*What is needed*
Repeat the lines of the listing below exactly, starting at the line that contains "of the mulch" and running through the last line, both included, and only those.

Stored records
start

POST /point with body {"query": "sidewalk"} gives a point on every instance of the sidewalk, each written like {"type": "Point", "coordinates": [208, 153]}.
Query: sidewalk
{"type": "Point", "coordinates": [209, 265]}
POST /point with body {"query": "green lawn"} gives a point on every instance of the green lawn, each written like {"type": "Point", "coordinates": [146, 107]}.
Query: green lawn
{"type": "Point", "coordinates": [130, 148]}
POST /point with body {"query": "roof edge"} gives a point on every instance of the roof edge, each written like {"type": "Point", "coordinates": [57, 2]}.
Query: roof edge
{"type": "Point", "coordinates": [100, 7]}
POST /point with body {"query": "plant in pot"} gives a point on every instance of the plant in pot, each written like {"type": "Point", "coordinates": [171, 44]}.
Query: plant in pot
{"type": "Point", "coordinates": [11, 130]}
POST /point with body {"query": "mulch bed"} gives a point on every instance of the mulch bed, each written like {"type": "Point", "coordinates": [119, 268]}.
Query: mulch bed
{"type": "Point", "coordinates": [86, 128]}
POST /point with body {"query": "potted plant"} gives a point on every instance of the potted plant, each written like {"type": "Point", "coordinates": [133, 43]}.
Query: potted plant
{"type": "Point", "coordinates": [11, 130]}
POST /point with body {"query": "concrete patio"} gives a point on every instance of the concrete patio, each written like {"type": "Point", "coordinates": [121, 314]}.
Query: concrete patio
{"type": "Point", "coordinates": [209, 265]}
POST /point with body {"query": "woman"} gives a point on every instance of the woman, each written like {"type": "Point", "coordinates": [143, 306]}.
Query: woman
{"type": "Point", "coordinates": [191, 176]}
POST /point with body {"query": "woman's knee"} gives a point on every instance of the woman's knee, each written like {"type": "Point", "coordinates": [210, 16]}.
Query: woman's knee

end

*Exercise output*
POST /point with body {"query": "mulch bed"} gives a point on every instance of the mulch bed, each written like {"type": "Point", "coordinates": [119, 268]}.
Query: mulch bed
{"type": "Point", "coordinates": [86, 128]}
POST /point with body {"query": "potted plant"} gives a point on every instance of the potted plant, each written like {"type": "Point", "coordinates": [133, 43]}.
Query: potted plant
{"type": "Point", "coordinates": [11, 130]}
POST /point with body {"query": "concrete patio"} gives a point on every instance of the concrete patio, each written like {"type": "Point", "coordinates": [121, 314]}.
Query: concrete patio
{"type": "Point", "coordinates": [209, 265]}
POST /point with body {"query": "woman"} gives a point on every instance of the woman, each written like {"type": "Point", "coordinates": [143, 306]}.
Query: woman
{"type": "Point", "coordinates": [191, 176]}
POST /point with body {"query": "woman's knee"} gives a point on every instance of the woman's knee, each written like {"type": "Point", "coordinates": [210, 16]}.
Query: woman's knee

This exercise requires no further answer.